**Objectif de l'exercice:** Recopiez mot pour mot le passage du récit de la retraite vers Passavant, depuis « divisions. Le général » jusqu'à « demi-compagnie du génie. ».

Mis sur mes gardes par le tumulte, je prends un chemin creux, entièrement rempli de neige, et je m'achemine tranquillement vers Passavant, me croyant en sûreté. A cent mètres du village, je me retourne et j'aperçois deux uhlans enveloppés de leurs grands manteaux noirs, qui me suivent silencieusement. L'épaisseur de la neige assourdissait tellement les pas de leurs chevaux que je n'avais rien entendu. Se voyant découverts, ils déchargent sur moi leurs pistolets, me manquent et tournent bride. A Passavant, tout est en mouvement, les convois du grand quartier-général défilent sur la route de Vercel. Par ordre, j'y rallie mes convois et mes ambulances et nous voici en route pour la montagne, sans savoir ce que sont devenues les


divisions. Le général en chef nous dépasse au galop; on lui demande des ordres, il refuse même , de répondre et s'éloigne comme si l'ennemi était sur ses talons. Soucieux de sa propre sécurité, il paraît s'inquiéter tellement peu de la nôtre qu'un mouvement de dégoût et d'indignation s'empare de nous tous. — Livrés à nous-mêmes, nous prenons les précautions qu'indique la situation. Les caissons de munitions se placent en tète du convoi sous l'escorte d'une demi-compagnie du génie.

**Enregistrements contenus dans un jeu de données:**
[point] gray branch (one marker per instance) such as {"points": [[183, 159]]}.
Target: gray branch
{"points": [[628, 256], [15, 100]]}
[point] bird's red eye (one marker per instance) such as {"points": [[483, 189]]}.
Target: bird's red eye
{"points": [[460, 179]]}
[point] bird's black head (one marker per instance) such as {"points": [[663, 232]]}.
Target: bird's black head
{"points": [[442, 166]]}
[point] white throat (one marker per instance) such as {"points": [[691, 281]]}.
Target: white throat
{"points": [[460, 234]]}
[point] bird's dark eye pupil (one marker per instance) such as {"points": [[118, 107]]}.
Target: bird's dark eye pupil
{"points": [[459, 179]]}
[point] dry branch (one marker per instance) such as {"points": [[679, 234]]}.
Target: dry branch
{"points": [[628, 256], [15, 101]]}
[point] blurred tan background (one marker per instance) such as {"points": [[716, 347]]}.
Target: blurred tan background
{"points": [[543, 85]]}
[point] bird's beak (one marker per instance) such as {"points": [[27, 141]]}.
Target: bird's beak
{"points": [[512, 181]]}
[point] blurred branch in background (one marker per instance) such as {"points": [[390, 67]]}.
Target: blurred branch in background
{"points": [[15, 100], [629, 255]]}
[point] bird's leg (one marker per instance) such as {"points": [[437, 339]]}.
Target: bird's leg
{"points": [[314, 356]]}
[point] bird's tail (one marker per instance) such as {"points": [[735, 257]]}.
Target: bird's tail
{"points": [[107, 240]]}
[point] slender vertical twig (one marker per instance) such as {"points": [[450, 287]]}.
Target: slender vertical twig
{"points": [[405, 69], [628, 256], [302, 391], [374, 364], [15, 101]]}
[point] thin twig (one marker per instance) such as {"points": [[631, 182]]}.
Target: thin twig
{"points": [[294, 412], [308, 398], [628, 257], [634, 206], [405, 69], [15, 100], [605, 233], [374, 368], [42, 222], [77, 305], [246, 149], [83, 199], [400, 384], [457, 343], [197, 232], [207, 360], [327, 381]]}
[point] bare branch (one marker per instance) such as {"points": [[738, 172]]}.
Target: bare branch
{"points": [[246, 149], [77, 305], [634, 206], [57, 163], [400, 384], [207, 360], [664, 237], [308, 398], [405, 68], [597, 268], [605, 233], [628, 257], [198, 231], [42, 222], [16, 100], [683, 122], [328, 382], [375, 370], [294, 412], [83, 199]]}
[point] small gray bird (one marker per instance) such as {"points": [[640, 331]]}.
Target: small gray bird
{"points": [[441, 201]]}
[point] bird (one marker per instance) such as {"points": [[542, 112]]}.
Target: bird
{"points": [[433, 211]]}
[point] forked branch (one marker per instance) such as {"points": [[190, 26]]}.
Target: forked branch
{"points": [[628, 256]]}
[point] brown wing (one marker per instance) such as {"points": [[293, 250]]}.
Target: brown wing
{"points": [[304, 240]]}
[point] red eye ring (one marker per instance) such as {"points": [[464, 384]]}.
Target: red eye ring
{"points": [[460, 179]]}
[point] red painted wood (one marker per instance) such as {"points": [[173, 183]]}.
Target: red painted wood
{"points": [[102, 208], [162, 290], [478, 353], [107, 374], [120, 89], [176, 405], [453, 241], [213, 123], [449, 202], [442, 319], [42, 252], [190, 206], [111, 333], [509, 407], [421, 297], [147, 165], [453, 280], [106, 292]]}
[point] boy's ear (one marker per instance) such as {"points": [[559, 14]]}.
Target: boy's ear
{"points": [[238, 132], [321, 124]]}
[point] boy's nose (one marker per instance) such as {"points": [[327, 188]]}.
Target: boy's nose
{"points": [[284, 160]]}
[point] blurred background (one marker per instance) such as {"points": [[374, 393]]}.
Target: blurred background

**Réponse à l'exercice:**
divisions. Le général en chef nous dépasse au galop; on lui demande des ordres, il refuse même , de répondre et s'éloigne comme si l'ennemi était sur ses talons. Soucieux de sa propre sécurité, il paraît s'inquiéter tellement peu de la nôtre qu'un mouvement de dégoût et d'indignation s'empare de nous tous. — Livrés à nous-mêmes, nous prenons les précautions qu'indique la situation. Les caissons de munitions se placent en tète du convoi sous l'escorte d'une demi-compagnie du génie.